- AIM -
Extract exactly and only the lines from the one containing "Crossing-audit request: pin the concrete" through the end of the entries below. Pictures should not appear in the copy.

▬▬▬▬▬▬▬▬▬▬

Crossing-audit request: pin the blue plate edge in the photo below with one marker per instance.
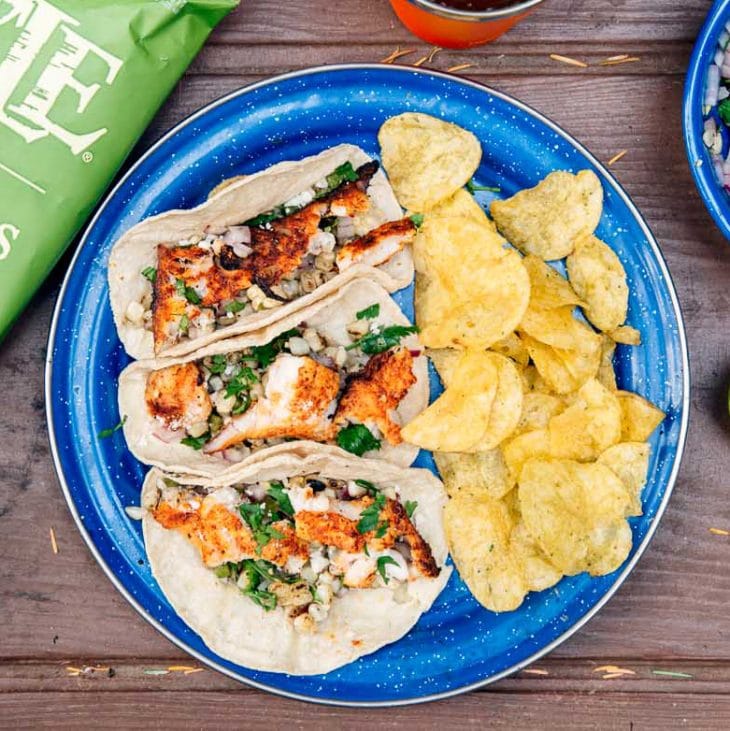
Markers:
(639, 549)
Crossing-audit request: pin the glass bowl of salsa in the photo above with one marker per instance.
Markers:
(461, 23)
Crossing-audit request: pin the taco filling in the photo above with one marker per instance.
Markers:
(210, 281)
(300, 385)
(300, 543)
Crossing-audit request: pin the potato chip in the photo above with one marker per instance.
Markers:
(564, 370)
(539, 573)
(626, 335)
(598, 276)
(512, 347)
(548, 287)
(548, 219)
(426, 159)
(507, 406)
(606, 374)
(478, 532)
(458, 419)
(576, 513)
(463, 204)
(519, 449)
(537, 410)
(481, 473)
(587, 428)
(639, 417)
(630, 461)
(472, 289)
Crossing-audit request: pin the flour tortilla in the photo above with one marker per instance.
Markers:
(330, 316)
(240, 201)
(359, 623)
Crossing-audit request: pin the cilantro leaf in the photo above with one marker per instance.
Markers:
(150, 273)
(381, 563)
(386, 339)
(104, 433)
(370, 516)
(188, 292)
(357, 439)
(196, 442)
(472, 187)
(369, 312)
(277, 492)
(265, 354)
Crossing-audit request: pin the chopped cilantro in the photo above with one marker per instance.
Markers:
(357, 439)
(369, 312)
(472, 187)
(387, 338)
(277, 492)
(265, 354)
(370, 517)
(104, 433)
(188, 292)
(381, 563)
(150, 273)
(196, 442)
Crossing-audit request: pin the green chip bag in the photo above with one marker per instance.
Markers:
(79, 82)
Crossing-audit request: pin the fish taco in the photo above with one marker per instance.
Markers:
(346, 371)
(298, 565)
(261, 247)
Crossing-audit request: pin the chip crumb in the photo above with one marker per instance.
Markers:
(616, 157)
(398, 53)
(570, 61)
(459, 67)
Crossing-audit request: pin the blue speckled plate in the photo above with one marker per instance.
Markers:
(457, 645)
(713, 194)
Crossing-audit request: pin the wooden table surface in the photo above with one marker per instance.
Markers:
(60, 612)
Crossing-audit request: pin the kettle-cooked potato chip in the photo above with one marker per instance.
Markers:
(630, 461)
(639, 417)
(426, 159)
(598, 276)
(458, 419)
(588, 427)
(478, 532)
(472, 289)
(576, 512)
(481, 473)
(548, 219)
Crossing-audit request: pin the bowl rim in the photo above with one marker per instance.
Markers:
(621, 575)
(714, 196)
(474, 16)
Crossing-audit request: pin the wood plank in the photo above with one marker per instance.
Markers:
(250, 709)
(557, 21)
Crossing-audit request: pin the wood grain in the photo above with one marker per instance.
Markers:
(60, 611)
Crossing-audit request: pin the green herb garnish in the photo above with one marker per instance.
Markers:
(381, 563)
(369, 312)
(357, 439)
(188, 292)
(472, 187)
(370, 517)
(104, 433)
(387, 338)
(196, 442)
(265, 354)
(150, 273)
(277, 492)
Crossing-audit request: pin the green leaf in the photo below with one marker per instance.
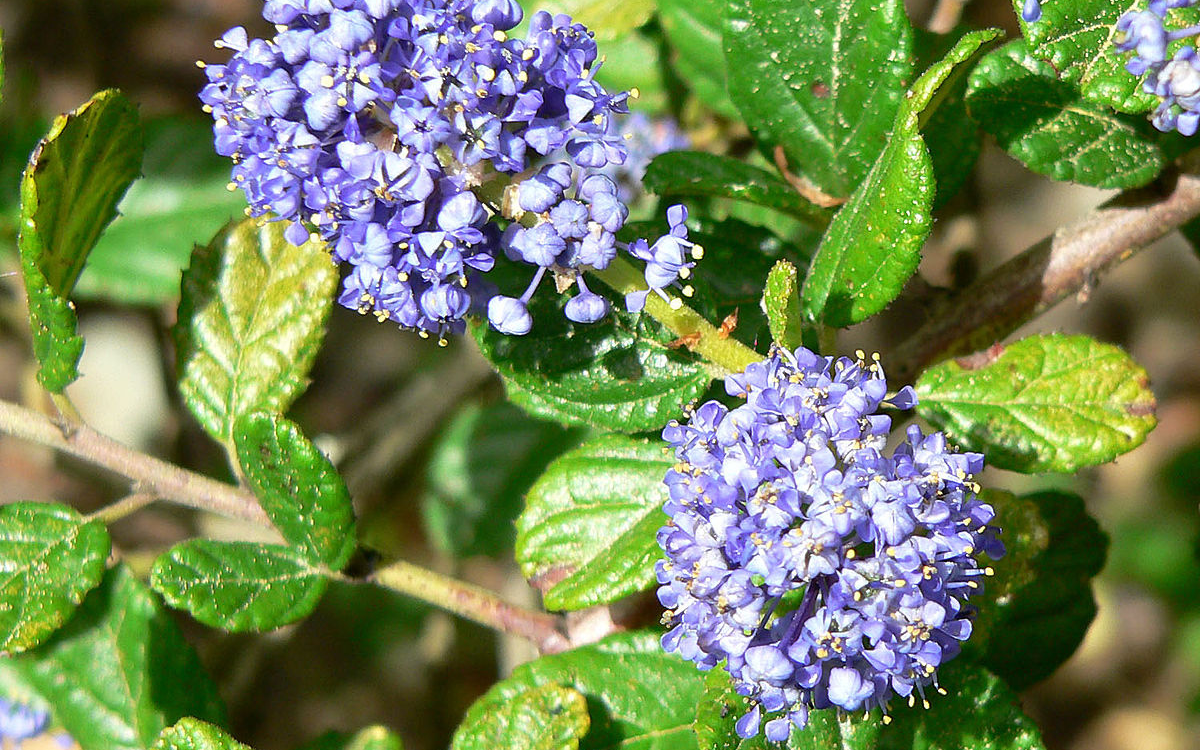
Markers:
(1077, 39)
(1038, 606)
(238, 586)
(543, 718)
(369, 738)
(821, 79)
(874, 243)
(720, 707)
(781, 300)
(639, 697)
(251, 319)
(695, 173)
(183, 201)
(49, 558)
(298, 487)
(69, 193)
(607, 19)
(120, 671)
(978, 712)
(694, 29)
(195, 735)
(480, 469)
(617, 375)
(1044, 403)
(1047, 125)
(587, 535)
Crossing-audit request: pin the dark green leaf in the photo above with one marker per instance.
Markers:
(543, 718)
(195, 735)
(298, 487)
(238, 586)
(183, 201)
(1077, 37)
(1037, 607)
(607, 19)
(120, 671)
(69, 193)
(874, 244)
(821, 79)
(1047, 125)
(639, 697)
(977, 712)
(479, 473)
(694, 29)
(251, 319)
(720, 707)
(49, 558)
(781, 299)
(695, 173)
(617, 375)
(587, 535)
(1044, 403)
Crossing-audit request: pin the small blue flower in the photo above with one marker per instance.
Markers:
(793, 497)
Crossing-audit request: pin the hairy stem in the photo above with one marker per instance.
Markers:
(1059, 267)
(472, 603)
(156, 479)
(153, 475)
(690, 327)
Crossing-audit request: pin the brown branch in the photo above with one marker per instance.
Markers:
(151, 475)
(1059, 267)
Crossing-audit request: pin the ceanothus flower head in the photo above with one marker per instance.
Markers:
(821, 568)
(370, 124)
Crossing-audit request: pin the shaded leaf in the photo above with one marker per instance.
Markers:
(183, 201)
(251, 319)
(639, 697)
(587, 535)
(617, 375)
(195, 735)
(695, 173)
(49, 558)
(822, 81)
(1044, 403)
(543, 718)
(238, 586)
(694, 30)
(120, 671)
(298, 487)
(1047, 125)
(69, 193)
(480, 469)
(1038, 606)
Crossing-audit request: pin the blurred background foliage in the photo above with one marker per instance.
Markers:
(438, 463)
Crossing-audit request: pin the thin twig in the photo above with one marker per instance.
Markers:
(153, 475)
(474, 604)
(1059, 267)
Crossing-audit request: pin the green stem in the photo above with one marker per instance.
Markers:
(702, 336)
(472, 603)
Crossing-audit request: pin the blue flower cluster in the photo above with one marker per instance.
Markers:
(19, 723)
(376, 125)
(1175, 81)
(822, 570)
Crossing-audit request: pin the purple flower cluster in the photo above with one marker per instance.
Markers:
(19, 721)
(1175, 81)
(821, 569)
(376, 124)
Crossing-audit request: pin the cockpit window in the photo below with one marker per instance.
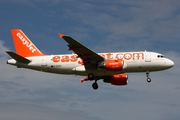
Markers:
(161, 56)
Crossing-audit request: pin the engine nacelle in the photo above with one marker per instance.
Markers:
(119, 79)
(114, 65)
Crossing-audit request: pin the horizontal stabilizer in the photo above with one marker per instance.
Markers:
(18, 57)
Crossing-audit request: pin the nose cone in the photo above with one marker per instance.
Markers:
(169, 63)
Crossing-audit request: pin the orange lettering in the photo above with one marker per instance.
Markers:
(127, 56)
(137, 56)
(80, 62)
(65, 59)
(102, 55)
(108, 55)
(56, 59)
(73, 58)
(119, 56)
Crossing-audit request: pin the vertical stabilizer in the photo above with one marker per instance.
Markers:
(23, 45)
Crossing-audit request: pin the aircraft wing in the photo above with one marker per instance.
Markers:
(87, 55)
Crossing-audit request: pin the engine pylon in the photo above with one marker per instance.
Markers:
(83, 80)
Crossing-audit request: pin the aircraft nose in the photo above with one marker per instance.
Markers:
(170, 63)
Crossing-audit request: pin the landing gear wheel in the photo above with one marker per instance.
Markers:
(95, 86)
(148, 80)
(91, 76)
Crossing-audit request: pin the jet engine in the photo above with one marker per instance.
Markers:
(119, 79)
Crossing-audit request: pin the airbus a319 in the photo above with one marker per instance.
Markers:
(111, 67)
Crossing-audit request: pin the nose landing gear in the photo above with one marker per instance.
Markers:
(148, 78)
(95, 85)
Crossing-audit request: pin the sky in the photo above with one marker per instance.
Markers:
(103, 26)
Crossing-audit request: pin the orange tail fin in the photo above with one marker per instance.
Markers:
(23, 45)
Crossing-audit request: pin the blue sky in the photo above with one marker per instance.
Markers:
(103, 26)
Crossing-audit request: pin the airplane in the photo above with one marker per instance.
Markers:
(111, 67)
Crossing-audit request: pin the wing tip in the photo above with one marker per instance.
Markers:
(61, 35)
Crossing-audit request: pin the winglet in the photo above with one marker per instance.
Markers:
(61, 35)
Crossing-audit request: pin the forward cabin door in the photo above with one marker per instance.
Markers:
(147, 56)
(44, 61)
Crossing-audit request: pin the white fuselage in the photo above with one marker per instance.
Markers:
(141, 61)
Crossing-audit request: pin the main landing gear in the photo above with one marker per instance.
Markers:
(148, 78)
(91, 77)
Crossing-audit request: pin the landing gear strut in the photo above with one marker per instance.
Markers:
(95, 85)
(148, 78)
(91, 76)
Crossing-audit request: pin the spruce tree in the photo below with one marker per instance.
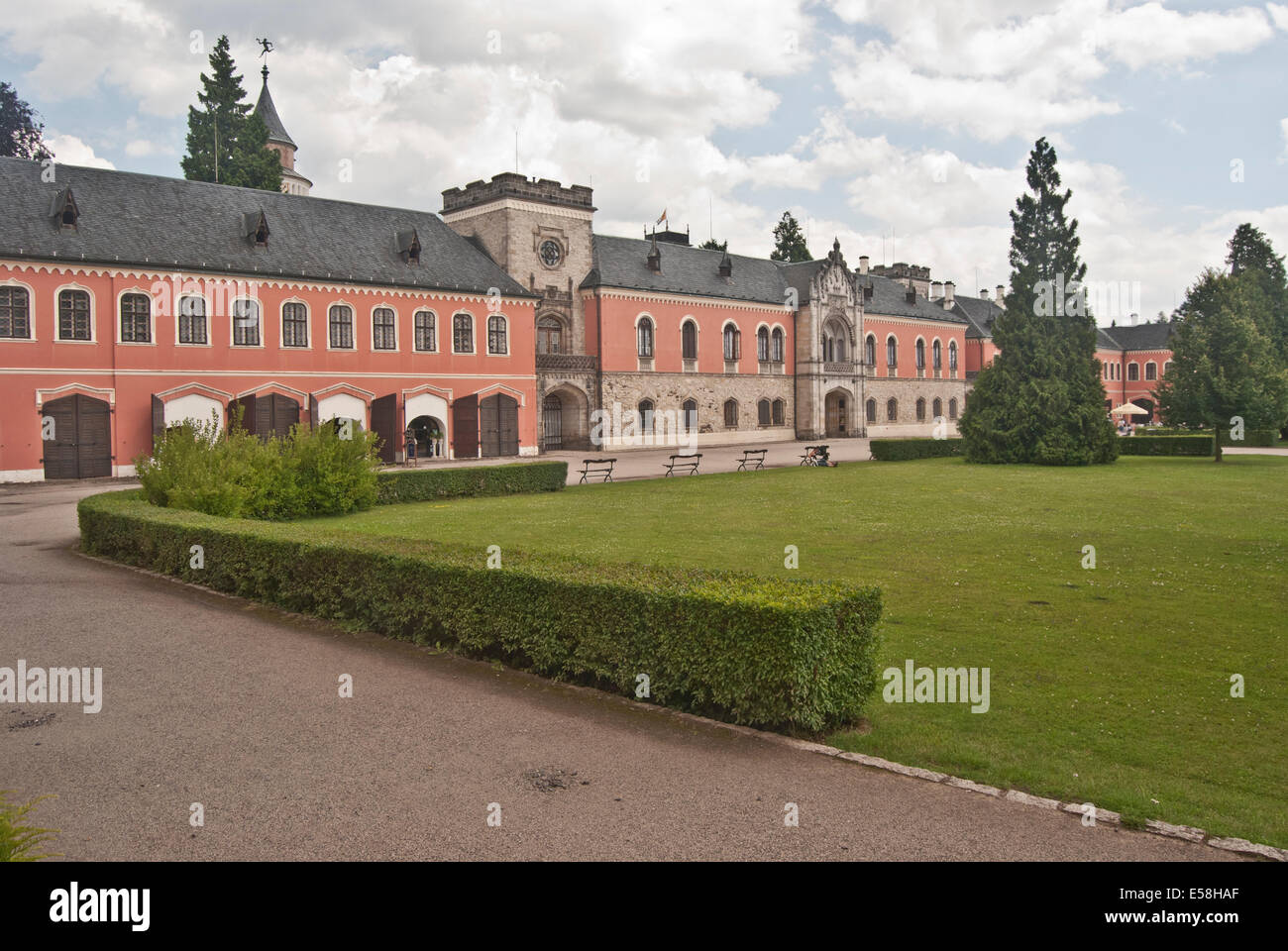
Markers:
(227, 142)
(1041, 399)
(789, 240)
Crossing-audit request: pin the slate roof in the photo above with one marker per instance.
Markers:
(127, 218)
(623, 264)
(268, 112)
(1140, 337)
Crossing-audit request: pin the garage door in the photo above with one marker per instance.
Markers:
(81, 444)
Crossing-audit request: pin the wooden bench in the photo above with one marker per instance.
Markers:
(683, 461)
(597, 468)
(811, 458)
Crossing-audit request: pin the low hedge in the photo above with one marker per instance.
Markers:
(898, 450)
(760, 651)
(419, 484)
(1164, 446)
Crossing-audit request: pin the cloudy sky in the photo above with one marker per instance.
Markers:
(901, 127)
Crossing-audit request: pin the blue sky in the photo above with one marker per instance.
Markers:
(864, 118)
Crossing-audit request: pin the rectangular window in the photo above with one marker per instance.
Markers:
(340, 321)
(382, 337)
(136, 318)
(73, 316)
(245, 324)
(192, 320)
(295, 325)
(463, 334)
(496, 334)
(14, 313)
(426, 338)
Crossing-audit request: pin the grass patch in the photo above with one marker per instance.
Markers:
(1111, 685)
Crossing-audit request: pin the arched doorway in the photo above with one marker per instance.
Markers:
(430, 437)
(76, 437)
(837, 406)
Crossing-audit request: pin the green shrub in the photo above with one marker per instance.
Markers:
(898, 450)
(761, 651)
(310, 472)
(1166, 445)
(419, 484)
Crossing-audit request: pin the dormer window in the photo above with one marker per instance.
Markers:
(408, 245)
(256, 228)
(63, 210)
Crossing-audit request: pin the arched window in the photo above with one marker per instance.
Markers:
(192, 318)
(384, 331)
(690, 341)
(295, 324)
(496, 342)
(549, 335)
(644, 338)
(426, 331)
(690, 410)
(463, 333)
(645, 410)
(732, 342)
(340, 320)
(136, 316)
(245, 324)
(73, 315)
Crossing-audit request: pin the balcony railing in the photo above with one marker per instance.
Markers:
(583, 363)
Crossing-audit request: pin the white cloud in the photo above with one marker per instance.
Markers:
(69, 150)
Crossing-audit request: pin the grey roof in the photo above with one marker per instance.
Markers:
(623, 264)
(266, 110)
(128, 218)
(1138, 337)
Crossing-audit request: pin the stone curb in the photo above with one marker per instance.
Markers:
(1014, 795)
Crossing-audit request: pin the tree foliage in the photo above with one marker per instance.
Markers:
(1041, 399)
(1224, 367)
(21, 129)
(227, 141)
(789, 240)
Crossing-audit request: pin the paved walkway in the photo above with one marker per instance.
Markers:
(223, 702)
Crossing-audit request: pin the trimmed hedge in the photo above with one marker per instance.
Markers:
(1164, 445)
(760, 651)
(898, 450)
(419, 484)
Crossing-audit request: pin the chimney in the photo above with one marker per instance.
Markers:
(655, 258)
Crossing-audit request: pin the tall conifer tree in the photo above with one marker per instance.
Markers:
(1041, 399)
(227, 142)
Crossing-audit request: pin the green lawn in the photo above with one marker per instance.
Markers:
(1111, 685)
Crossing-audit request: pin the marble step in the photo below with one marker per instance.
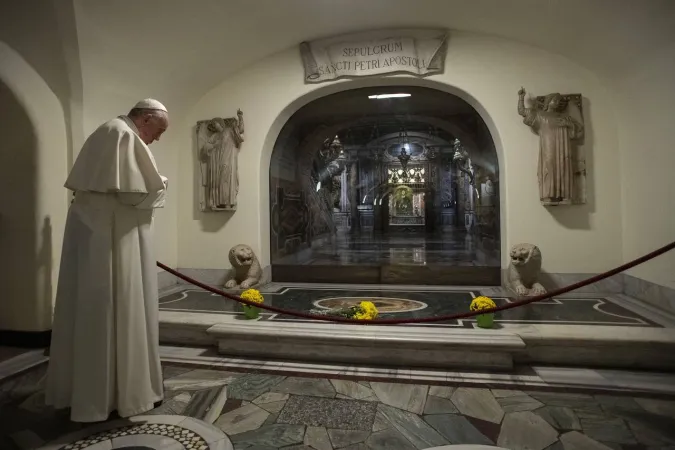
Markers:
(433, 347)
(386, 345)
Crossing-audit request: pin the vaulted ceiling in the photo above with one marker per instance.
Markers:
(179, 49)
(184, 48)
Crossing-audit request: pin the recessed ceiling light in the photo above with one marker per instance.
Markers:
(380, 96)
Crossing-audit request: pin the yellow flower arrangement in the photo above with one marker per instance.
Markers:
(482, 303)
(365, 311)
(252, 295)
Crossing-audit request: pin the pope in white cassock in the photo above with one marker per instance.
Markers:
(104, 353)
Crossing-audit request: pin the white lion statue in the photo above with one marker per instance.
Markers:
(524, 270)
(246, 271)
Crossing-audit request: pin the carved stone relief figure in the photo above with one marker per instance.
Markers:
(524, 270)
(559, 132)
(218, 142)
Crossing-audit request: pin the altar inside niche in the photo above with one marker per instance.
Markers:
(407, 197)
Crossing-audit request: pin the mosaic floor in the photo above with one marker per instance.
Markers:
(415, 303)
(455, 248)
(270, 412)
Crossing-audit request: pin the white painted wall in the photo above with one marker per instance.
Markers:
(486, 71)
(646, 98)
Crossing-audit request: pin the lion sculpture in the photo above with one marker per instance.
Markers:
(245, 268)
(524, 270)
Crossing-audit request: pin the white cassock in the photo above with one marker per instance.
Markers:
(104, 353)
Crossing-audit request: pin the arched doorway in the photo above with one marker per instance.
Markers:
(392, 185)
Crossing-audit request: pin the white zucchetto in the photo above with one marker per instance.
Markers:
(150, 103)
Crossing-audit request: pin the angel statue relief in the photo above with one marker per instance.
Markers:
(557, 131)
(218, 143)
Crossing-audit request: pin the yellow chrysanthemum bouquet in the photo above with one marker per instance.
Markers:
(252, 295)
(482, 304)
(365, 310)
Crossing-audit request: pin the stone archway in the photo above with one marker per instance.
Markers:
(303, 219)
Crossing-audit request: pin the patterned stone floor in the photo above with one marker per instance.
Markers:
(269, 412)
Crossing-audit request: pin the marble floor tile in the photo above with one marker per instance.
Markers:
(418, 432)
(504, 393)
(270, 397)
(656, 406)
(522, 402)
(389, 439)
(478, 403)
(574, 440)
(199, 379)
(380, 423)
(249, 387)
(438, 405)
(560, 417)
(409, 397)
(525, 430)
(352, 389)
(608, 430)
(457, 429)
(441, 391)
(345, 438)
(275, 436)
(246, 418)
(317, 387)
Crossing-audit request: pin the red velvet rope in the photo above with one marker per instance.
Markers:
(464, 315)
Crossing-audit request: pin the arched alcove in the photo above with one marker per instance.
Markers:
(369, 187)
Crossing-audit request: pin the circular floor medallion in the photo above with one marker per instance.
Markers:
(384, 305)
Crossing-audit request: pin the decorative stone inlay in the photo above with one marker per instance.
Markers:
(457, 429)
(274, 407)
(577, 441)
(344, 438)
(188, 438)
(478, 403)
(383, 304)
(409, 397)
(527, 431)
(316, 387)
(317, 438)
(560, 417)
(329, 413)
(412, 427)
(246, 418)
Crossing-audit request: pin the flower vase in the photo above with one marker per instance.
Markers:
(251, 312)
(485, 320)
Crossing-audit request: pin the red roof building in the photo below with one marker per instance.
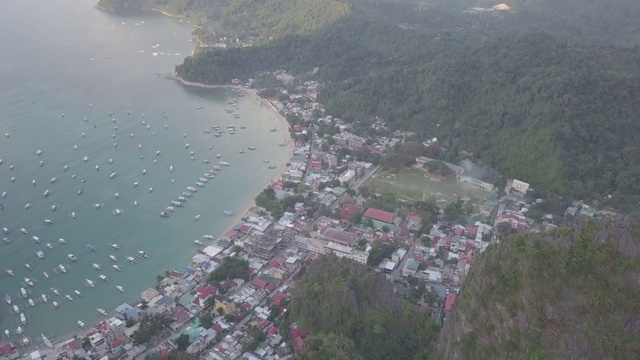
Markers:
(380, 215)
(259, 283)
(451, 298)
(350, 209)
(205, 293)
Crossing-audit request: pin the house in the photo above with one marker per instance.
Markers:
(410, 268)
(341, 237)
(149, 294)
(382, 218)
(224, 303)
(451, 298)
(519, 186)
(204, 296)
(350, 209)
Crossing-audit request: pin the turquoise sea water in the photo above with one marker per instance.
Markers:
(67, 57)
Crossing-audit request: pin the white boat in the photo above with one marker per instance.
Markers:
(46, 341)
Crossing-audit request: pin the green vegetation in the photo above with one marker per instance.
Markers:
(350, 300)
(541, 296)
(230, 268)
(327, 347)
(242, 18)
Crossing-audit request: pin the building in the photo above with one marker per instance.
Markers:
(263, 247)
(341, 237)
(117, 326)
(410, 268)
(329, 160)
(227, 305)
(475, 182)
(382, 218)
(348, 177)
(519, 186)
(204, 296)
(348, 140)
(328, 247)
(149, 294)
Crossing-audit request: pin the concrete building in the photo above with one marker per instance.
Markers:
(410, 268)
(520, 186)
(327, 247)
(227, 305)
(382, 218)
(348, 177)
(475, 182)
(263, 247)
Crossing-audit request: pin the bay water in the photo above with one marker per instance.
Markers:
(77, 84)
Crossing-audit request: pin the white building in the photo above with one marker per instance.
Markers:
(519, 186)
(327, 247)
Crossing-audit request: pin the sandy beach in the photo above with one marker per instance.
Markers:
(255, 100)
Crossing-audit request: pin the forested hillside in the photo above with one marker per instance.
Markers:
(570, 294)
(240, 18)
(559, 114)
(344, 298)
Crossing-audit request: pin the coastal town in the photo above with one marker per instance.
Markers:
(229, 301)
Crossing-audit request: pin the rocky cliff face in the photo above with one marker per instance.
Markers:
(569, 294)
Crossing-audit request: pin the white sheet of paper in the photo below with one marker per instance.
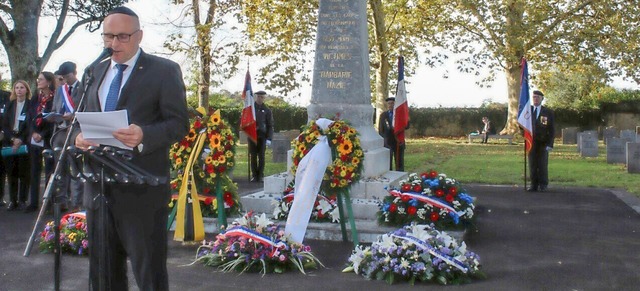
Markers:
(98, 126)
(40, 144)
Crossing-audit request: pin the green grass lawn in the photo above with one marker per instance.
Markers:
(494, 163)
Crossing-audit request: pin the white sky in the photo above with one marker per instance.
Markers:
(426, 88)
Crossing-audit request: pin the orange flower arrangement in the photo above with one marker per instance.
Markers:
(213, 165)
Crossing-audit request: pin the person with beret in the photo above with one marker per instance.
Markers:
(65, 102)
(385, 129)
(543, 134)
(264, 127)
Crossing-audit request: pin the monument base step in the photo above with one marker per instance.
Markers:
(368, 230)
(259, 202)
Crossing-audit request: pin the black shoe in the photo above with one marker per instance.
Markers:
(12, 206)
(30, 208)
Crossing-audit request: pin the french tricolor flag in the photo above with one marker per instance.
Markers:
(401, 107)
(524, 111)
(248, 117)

▬▬▬▬▬▬▬▬▬▬

- FULL RESPONSE -
Crossing-audit request: pin the concrete building in the photo above with one marker per instance.
Markers:
(410, 268)
(520, 186)
(327, 247)
(227, 305)
(382, 218)
(348, 177)
(475, 182)
(263, 247)
Crossing-audit request: pin the bay water in the photo above with one marker per instance.
Markers:
(77, 84)
Crossing-audit request: pin the white building in the photo above with one marker per instance.
Markers:
(519, 186)
(327, 247)
Crossing-audit request: pin the sandy beach in the photo above with one marker per instance.
Markers:
(255, 100)
Crossing-audit request: pin the forested hillside in the photo above with one marker per instance.
Markers:
(570, 294)
(240, 18)
(559, 114)
(344, 298)
Crossing-audit request: pin the coastal town in the photo above with one marker per instance.
Markers:
(229, 301)
Crossing-audit request: pin the rocky cliff face in the photo above with one marker per instance.
Markers:
(569, 294)
Crossing-audit request: pin the white sheet of paper in the photo below with one marker per instance.
Markers:
(98, 126)
(40, 144)
Crossing-audit request: pin the green grass lawn in the photo above with one marker per instance.
Markers:
(494, 163)
Crossing-audit request: pin the white sky in the photo above with one marker per instance.
Markers:
(426, 88)
Crossing-audit request: pin the orange flower arrangement in the photo above with one marker per instance.
Markers:
(213, 165)
Crossing-audit request: pin the person with beret in the photo above with one marker per instance.
Markers:
(65, 102)
(385, 129)
(543, 134)
(264, 127)
Crossing-audit request: pin the monument base step in the photo above with one marker per instance.
Markers:
(368, 230)
(259, 202)
Crossing-audit request: pin the black shoe in the photo above with one marker per instance.
Markers:
(12, 206)
(30, 208)
Crossing-audit request: pin the french tricolor flag in the photo above with one marker per instance.
Markers:
(401, 107)
(524, 111)
(248, 117)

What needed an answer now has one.